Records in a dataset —
•••••
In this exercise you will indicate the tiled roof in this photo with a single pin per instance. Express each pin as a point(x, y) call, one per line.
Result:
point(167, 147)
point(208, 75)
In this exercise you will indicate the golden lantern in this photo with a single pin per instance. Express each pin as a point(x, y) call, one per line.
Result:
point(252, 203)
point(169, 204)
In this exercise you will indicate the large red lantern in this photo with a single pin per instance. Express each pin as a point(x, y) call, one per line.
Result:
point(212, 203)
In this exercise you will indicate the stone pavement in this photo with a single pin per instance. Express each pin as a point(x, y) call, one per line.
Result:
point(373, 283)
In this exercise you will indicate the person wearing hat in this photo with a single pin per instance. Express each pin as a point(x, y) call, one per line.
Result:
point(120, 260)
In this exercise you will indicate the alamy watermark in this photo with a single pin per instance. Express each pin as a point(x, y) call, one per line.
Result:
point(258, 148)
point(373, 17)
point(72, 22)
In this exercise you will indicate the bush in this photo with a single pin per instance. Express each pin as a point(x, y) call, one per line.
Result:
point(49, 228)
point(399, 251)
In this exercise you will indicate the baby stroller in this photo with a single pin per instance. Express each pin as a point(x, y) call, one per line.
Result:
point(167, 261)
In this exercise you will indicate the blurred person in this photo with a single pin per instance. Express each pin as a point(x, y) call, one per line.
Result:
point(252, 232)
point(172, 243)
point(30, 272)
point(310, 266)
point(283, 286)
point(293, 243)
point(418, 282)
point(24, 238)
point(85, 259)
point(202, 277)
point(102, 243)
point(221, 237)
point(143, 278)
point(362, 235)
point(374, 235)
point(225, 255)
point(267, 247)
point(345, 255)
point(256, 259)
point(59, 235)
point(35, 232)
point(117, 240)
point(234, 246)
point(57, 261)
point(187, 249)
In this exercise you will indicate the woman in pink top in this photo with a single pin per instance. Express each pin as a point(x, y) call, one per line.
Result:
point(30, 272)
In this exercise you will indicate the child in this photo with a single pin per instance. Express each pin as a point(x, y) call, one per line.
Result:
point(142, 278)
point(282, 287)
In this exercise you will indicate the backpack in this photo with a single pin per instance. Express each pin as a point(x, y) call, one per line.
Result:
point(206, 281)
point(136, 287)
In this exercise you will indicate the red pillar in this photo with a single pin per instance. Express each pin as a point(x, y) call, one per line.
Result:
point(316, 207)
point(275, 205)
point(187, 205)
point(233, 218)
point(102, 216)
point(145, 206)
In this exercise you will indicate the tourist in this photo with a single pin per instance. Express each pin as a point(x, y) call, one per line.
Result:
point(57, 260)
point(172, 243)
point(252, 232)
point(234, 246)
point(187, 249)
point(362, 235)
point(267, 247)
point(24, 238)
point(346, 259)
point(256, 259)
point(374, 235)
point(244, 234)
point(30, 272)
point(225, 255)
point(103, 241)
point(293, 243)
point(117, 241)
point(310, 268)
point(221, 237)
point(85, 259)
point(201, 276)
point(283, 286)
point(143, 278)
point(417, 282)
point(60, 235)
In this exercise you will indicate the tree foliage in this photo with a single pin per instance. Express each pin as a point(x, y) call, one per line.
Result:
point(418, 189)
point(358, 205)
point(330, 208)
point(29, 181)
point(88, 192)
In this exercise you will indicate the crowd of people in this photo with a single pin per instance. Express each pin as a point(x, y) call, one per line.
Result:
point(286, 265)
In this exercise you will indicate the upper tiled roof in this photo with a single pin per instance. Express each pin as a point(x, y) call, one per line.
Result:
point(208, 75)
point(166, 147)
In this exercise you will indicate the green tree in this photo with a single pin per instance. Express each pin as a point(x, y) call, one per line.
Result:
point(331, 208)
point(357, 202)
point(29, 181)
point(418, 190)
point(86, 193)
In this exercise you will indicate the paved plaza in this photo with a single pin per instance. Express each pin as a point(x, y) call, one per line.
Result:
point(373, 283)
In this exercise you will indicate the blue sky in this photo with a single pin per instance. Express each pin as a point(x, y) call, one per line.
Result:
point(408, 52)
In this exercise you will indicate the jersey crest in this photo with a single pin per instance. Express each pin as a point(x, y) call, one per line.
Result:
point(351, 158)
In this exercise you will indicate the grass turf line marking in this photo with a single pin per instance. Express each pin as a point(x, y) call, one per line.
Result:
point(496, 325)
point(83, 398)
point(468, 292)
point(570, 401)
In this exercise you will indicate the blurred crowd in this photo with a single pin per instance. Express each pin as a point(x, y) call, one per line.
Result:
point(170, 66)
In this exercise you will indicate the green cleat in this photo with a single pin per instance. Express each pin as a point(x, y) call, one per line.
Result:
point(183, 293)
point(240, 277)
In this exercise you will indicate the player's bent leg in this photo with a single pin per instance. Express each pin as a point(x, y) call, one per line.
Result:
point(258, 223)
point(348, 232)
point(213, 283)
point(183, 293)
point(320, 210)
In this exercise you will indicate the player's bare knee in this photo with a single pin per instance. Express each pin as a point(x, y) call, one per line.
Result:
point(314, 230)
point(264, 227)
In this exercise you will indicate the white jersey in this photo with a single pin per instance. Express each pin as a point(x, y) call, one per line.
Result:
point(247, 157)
•••••
WHAT TO DO — Switch "bent leg" to "lifted leg" in the part of the items that opens with the line containing "In this exercise you will indicate the player's bent" and closes with the line containing "point(320, 210)", and give back only that part with everything else unchanged.

TASK OUTPUT —
In this exercise you will indicate the player's lifted leg in this photo with a single pin per instance. Express each pin as a point(x, y) call, one per line.
Result:
point(258, 223)
point(348, 232)
point(213, 283)
point(183, 293)
point(320, 210)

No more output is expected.